**GIVEN PROBLEM:** Copy out the data below, substituting "scene annotation" for every occurrence of "set-piece charting" and leaving all other text unchanged.

== EXCERPTED DATA

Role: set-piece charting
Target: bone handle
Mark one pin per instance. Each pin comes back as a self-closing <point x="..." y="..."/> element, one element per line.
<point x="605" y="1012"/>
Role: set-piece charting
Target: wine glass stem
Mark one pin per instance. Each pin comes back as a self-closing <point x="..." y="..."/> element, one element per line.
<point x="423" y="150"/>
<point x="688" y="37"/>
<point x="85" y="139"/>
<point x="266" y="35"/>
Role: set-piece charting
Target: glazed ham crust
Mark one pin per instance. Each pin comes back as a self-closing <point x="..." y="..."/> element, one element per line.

====

**EXERCISE SOLUTION:**
Role: scene annotation
Target: bone handle
Mark one pin per instance. Each pin comes back as a self-closing <point x="..." y="..."/> element, one element per line.
<point x="605" y="1012"/>
Role: scene annotation
Target: wine glass stem
Mark one pin per instance. Each pin comes back as a self-closing <point x="..." y="..."/> element, one element per line.
<point x="423" y="150"/>
<point x="688" y="37"/>
<point x="85" y="139"/>
<point x="266" y="35"/>
Role: scene annotation
Target: glazed ham crust
Mark one pin per instance. Each pin comes back as a self-closing <point x="..." y="..."/> element, one element per line.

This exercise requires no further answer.